══ ENTRIES SUPPLIED ══

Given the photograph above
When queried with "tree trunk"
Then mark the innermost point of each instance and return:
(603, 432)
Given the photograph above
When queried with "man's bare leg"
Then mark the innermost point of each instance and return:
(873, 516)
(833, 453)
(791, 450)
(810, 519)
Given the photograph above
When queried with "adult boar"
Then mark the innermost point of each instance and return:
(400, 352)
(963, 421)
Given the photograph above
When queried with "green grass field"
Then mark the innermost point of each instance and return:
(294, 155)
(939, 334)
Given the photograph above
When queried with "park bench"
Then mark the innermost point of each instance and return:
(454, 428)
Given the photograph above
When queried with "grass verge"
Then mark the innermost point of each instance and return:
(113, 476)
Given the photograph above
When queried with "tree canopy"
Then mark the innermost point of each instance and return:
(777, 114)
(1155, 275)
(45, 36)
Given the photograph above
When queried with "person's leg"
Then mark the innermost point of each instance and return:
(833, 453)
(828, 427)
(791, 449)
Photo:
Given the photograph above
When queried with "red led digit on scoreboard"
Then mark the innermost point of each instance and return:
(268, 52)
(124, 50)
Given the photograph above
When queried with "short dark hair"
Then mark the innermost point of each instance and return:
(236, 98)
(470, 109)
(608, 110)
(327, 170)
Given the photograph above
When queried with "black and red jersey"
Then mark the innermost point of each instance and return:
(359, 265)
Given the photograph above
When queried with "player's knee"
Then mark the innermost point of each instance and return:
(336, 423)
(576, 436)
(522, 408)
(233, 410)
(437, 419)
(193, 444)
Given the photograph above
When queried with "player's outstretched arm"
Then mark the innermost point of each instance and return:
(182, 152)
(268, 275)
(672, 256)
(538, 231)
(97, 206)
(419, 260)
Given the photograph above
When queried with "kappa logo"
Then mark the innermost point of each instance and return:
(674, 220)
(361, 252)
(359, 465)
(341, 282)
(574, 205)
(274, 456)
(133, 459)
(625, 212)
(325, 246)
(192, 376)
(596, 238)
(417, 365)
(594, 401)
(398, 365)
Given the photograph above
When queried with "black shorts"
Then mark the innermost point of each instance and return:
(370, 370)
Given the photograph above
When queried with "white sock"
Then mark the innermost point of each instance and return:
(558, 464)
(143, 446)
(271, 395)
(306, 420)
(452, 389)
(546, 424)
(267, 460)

═══

Take from the listing above each line in which the string "grass" is found.

[OUTPUT]:
When queried with "green grass field"
When queried with "grass verge"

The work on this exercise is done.